» **TEKS BACAAN**
==*==

Minggu, April 28, 2024

Mehamami Ghaflah dari Penjelasan Prof. Nasaruddin Umar

Aiman Yusuf
Aiman Yusuf
Pegiat salah satu rumah baca di Makassar

“Telah semakin dekat kepada manusia hari perhitungan amal mereka, sedang mereka dalam keadaan lalai dan berpaling”. (QS. Al-Anbiya: 3)

Selain tauhid, pembahasan yang belakangan ini sering diulang oleh Prof. Nasaruddin Umar dalam kajian teosofinya adalah kata ghaflah. Menurut beliau, kata lalai tidak bisa merepresentasikan ghaflah sepenuhnya. Memang bisa digunakan, tapi kita bisa melewatkan beberapa hal yang seharusnya bisa lebih dimaknai.

==*==

(Entri pelabelan posisi objek)
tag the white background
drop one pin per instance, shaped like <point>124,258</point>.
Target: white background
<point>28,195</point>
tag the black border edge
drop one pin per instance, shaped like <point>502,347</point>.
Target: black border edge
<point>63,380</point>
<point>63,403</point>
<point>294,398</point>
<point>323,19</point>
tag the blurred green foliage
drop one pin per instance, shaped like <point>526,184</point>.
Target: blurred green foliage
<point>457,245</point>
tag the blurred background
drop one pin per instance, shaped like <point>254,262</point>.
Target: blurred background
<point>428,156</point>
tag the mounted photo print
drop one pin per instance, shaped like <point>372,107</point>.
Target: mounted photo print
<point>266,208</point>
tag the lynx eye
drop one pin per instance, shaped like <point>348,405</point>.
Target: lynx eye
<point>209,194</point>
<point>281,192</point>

==*==

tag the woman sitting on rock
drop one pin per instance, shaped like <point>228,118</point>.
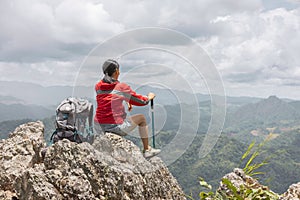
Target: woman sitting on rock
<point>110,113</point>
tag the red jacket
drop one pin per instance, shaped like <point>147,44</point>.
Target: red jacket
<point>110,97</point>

==*==

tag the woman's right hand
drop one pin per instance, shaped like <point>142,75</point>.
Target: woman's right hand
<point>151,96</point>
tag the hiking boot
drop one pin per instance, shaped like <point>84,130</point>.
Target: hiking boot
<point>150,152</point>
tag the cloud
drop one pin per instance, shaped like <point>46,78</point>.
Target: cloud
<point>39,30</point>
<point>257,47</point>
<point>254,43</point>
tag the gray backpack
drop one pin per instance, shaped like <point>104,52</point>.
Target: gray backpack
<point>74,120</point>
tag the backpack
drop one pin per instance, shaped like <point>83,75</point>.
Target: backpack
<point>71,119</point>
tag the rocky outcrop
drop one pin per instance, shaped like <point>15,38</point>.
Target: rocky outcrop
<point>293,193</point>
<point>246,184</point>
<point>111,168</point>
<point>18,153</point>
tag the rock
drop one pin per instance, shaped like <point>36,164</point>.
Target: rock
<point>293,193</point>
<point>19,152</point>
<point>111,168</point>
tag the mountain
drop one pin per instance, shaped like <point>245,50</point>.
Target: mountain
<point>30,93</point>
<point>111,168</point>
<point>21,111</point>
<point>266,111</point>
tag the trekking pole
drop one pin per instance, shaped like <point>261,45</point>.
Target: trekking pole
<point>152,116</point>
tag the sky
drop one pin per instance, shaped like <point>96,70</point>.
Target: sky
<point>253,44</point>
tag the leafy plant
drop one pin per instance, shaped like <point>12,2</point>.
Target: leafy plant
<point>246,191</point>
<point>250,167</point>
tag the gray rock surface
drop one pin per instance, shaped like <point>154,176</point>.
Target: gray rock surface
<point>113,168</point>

==*==

» **PETUNJUK TUGAS**
a: Jawab pertanyaan berikut berdasarkan tulisan tentang ghaflah.
(i) Di kota mana terletak rumah baca tempat Aiman Yusuf menjadi pegiat?
(ii) Ayat apa yang dikutip pada awal tulisan?
(iii) Selain tauhid, kata apa yang belakangan sering diulang Prof. Nasaruddin Umar dalam kajian teosofinya?
b: Buat ringkasan tulisan tentang ghaflah dalam dua kalimat.

» **JAWABAN TIAP TUGAS**
a:
(i) Makassar.
(ii) QS. Al-Anbiya: 3.
(iii) Ghaflah.

b: Tulisan Aiman Yusuf, pegiat salah satu rumah baca di Makassar, dibuka dengan kutipan QS. Al-Anbiya: 3 tentang manusia yang makin dekat dengan hari perhitungan amal, sementara mereka lalai dan berpaling. Selain tauhid, Prof. Nasaruddin Umar belakangan sering membahas kata ghaflah dalam kajian teosofinya, dan menurut beliau kata lalai tidak sepenuhnya mewakili ghaflah sehingga beberapa hal yang seharusnya lebih dimaknai bisa terlewat.